→ Problem requirements: Reproduce every one of the entries below, character for character.

→ Task data:
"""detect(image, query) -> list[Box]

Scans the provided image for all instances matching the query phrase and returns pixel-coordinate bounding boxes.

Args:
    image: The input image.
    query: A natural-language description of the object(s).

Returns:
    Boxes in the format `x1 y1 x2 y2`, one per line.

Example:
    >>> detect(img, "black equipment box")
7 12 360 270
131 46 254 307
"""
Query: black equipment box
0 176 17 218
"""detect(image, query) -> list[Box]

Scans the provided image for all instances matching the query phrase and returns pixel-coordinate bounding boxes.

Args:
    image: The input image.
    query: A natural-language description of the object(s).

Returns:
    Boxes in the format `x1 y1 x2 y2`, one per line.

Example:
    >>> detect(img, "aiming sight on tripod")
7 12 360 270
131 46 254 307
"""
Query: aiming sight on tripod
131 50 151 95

→ The result:
"""detect(image, query) -> list[Box]

Scans the provided image for all instances matching the query phrase and returns pixel-coordinate bounding boxes.

Args:
    image: The input image.
    query: A natural-language description of the object(s).

Returns:
    Boxes in the format `x1 y1 x2 y2`, one per line.

Example:
    >>> detect(img, "black equipment box")
7 12 360 270
131 46 254 307
"""
Query: black equipment box
0 176 17 218
"""detect(image, query) -> list[Box]

Scans the provided image for all instances matching the query phrase and returns pixel-coordinate bounding boxes.

Args:
    image: The input image.
    query: A natural-language description of the object(s).

Returns:
    Boxes in the format `x1 y1 x2 y2`, one per line.

Example:
    >>> detect(img, "aiming sight on tripod")
7 12 360 270
131 46 254 307
"""
Query: aiming sight on tripod
131 50 151 95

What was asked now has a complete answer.